## PROMPT A
Answer these questions from the report on European banks and Basel III:
(i) What Tier 1 capital ratio is the main Basel requirement?
(ii) By how much did SocGen shares fall?
(iii) Who is the chief executive of Credit Suisse?
## PROMPT B
Rewrite part of the report on European banks and Basel III, starting with "Societe Generale CEO" and going on through "40 index .FCHI.", with "incoming" replaced by "newly appointed".
## PROMPT C
Write the next part of the report on European banks and Basel III, picking up after its final sentence.

## EXTRACT PROVIDED
UPDATE 3-European banks confident on Basel III

* Barclays, BNP, SocGen to meet Basel with retained earnings

* Uncertainty on systemic risk surcharge, funding costs-CEOs

* SocGen’s Oudea says Q3 conditions better than Q2

* Buba sees German banks needing 90 bln eur capital-sources

(Adds German sources on Bundesbank study of capital needs)

By Lionel Laurent and Steve Slater

PARIS, Sept 29 (Reuters) - The heads of top British and French banks Barclays BARC.L, BNP Paribas BNPP.PA and Societe Generale SOGN.PA said they could meet tighter capital rules without a rights issue by using their own profits.

But they said there is still uncertainty over the exact burden Basel III rules will place on big banks if a systemic risk charge is imposed on them and over the impact of tighter capital requirements on funding costs.

The main requirement of Basel rules set to come into force by 2019 is a Tier 1 capital ratio of 7 percent. [ID:nLDE66Q17Z]

Many banks’ Tier 1 ratios are already above this but the Basel III regime is much stricter on what can be counted as Tier 1 capital, prompting fears of more rights issues in the sector.

“BNP is in a position to be above that 7 percent threshold...without ever raising any capital,” BNP Chief Executive Baudouin Prot told a Merrill Lynch-Bank of America investment conference in London.

Societe Generale CEO Frederic Oudea and incoming Barclays CEO Bob Diamond earlier told the conference their banks would also be Basel-compliant thanks to retained earnings, although Oudea did not explicitly rule out a rights issue.

Shares of SocGen were down 3.4 percent, the worst performers on a 0.74 percent weaker French blue-chip CAC 40 index .FCHI.

Several traders cited rumours on Tuesday that SocGen was preparing a capital increase. The bank did not comment, while two analysts dismissed the idea as unlikely. [ID:nLDE68R1VX]

Credit Suisse CSGN.VX CEO Brady Dougan said the Swiss bank will be able to stick to its growth and dividend plans despite stricter global and domestic capital rules. [ID:nLDE68S0LC]

UNCERTAIN IMPACT

Despite confidence on meeting Basel requirements, quantifying the exact impact of Basel III is difficult because global regulators are still discussing extra proposals such as a systemic risk capital surcharge for large banks.

## Coordinate annotation lines
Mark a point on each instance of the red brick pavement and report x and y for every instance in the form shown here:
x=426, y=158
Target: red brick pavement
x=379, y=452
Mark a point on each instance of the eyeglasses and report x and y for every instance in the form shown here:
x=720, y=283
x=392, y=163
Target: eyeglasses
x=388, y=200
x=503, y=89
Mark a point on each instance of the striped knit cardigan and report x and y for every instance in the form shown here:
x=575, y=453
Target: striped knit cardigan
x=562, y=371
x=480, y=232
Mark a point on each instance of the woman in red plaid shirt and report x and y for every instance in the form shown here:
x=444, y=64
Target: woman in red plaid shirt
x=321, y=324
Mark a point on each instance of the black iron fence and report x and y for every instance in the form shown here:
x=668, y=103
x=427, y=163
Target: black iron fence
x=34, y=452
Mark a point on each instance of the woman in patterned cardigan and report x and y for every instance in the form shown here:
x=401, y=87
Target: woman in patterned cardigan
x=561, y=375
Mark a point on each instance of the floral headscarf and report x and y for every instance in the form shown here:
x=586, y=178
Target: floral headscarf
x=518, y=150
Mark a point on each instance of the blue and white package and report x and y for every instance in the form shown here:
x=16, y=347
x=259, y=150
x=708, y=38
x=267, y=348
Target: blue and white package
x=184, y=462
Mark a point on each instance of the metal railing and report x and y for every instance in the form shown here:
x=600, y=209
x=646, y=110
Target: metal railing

## REPLY A
(i) 7 percent
(ii) 3.4 percent
(iii) Brady Dougan

## REPLY B
Societe Generale CEO Frederic Oudea and newly appointed Barclays CEO Bob Diamond earlier told the conference their banks would also be Basel-compliant thanks to retained earnings, although Oudea did not explicitly rule out a rights issue.

Shares of SocGen were down 3.4 percent, the worst performers on a 0.74 percent weaker French blue-chip CAC 40 index .FCHI.

## REPLY C
A Bundesbank study showed that German banks taken together would need around 90 billion euros ($122.5 billion) in extra capital to meet the Basel targets by 2019, whether through retained earnings or capital raising, several sources familiar with the study told Reuters on Tuesday.

The country’s top 10 banks alone would need about 50 billion, the sources said.

Barclays’ Diamond said the new regime could add 150 billion pounds ($237.1 billion) to the bank’s risk-weighted assets, with 60 billion to assess market risk.

The broader effects of Basel include rising funding costs as banks focus on generating returns on retained capital, argued Diamond. SocGen’s Oudea said Europe would likely move gradually towards a more American model with lower levels of bank lending and more capital markets borrowing.

BNP’s Prot cast doubt over the American economy as well, however, by saying that future revenue and loan-loss provision trends in U.S. retail banking were “not 100 percent clear”.

But he said that subsidiary BancWest was a core asset and that the bank would continue to manage it, responding to a question on whether the unit might be sold.

When asked how the third quarter had shaped up after a tricky second quarter, SocGen’s Oudea said: “As you all know it is still a relatively low-volume-growth environment...(But Q3 has) better trading conditions than in Q2.”

A slump in capital markets activity in the second quarter driven by sovereign euro debt fears hurt investment banking profits at many European lenders including larger rival BNP Paribas BNPP.PA.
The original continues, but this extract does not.